▶ [WHAT TO WORK ON]:
[1] From the essay about the stopped watch, return the passage that begins at the words "Prayer #368: No" and stops after the words "in its uncountability.".
[2] In the essay about the stopped watch, how much did it cost to get the watch running again?

▶ [TEXT BLOCK]:
_ _ _ _

No, I am not making up that coincidence; within two weeks of going into lockdown, my already slowing battery ground to a halt, and I wasn't about to risk contracting a frightening virus by venturing out to replace it.
The watch stayed lifeless for 16 months, gathering dust on top of my dresser next to my wedding and engagement rings, all relics of a not-too-distant yet now-inconceivable routine where I'd put them on each morning before catching a train and heading into the office. In the before times, the only occasion where I'd leave my watch off for an extended period was whenever I found myself on a beach vacation; in such a setting, I found that unmooring myself from the knowledge of passing hours enhanced my relaxation. Now, however, I left it untouched because time had unmoored itself from me, and I did not wish to remind myself hour by hour, minute by minute, of that discomfiting shift.
In her book Wintering: The Power of Rest and Retreat in Difficult Times, author Katherine May writes:
There are gaps in the mesh of the everyday world, and sometimes they open up and you fall through them into somewhere else. Somewhere Else runs at a different pace to the here and now, where everyone else carries on. Somewhere Else is where ghosts live, concealed from view and only glimpsed by people in the real world. Somewhere Else exists at a delay, so that you can’t quite keep pace. Perhaps I was already teetering on the brink of Somewhere Else anyway; but now I fell through, as simply and discreetly as dust sifting between the floorboards. I was surprised to find that I felt at home there. Winter had begun.
The prolonged pandemic isolation was for me a personal winter, as it was for so many people, and as the months dragged on, my watchless wrist came to symbolize my Somewhere Else. My daily routines slowly evolved to incorporate more toddler time, less commute time, different chore schedules. I had more time to cook but took less enjoyment in it. Outside of my work day, I rarely checked the time because I had no one to meet and nowhere to be. Instead I watched the daylight hours wax and wane according to the season; I felt my energy ebb and flow in response to pregnancy; and I never bothered putting "fix watch" on my to-do list because truly, there was no point.
That is, I didn't bother until two weeks ago, when the reality of the new baby's looming due date spurred me to address many lingering, pandemic-delayed tasks in a burst of productivity that I hadn't experienced since March 2020. The process took a quick trip to a jeweler and cost $25, and there it was ticking back to life, my trusty silver watch, my constant companion until it wasn't.
I haven't started wearing it again, though. I first chalked up my avoidance to uncomfortable swelling from summer heat and pregnancy, but that's not entirely true. The fact is, I don't know that I'm ready to reenter a time-keeping world, and I'm coming up with other excuses for delaying what I don't want to be inevitable but increasingly feel will be.
Here's May again from Wintering: "It’s a kind of
sympathetic magic to handle something so pointless with such reverence: I
am tending to the dead, gently laying to rest a set of values for which
I no longer have any use." My watch is ticking again, but what about my relationship to time? What values about marking, measuring, and using this finite resource have I discarded—or assumed—since entering my Somewhere Else? And once I identify those values, what if anything do I intend to do about them?
Thanks to my upcoming maternity leave (another flavor of Somewhere Else), I have plenty more unmoored days, hours, and minutes ahead of me to contemplate where I've landed in this mysterious plane. New routines will emerge; new commitments will surface; old obligations might falter. My task right now is not to watch the seconds tick by, but to let the river of time carry me toward surprise—and if I'm fortunate, toward revelation.
Prayer #368: No Longer of the Essence
I have signed no contract. Added no clause. Agreed to nothing that I ever understood as binding. My time is essential to me and me alone, and only I must be satisfied with the terms under which I spend it.
God of cosmic scale, help me not keep time but release it, to loosen my grip on the hour glass and instead experience the soft flow of sand between my fingers, soothing in its silkiness, comforting in its constant movement, freeing in its uncountability.

_ _ _ _

▶ [RECORD EXCERPTS]:
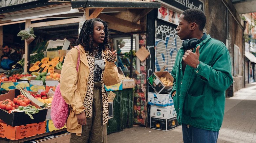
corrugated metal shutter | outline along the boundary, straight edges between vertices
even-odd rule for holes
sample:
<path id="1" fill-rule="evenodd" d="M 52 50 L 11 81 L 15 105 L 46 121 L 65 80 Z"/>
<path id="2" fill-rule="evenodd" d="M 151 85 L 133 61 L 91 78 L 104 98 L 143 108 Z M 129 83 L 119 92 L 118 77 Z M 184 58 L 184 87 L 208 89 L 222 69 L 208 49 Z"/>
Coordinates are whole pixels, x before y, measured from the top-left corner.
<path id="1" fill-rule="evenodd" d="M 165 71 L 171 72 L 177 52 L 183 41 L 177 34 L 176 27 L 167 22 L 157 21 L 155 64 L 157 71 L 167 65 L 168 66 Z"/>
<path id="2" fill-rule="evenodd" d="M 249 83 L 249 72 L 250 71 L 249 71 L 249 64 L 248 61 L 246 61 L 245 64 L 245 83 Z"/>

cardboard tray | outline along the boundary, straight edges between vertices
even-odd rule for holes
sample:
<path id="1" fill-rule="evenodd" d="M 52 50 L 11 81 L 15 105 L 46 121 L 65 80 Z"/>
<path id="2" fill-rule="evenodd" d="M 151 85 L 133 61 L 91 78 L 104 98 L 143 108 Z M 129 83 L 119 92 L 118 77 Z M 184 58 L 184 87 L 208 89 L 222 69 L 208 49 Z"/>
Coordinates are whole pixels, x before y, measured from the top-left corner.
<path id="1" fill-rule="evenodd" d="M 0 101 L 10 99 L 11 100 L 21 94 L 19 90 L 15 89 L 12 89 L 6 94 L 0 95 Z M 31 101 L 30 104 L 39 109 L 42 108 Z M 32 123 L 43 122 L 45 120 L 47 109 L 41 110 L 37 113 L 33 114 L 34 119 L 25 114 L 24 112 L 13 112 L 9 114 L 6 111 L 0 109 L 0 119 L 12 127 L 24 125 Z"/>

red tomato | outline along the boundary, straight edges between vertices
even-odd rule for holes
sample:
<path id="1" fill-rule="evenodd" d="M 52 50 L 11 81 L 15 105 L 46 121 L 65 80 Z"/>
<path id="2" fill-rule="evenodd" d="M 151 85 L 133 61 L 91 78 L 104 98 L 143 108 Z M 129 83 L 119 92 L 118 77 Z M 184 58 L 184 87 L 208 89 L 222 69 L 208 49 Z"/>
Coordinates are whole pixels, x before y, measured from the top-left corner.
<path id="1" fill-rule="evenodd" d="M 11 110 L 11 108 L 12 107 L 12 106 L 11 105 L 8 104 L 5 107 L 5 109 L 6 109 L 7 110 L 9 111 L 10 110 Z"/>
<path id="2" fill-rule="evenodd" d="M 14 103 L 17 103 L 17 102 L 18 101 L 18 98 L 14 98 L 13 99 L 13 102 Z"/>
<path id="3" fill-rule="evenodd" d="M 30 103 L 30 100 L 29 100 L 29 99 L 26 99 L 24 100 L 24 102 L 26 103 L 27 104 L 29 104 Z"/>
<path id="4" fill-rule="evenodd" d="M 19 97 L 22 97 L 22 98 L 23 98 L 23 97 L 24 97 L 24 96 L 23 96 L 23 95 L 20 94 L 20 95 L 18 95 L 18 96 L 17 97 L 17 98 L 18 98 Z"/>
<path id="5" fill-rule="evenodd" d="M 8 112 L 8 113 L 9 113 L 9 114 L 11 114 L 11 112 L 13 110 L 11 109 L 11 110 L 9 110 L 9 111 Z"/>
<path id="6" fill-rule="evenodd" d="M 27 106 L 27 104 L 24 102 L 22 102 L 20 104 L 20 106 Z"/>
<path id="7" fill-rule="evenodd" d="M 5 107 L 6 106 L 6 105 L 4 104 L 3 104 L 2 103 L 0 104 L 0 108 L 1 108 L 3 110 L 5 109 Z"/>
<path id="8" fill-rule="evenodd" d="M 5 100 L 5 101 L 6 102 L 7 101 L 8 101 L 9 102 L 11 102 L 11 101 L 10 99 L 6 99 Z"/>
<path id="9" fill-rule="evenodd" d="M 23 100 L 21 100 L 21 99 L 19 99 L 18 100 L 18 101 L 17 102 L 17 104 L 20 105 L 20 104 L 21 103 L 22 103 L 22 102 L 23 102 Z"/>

_ _ _ _

▶ [RESPONSE LIST]:
[1]
Prayer #368: No Longer of the Essence
I have signed no contract. Added no clause. Agreed to nothing that I ever understood as binding. My time is essential to me and me alone, and only I must be satisfied with the terms under which I spend it.
God of cosmic scale, help me not keep time but release it, to loosen my grip on the hour glass and instead experience the soft flow of sand between my fingers, soothing in its silkiness, comforting in its constant movement, freeing in its uncountability.

[2] It cost $25.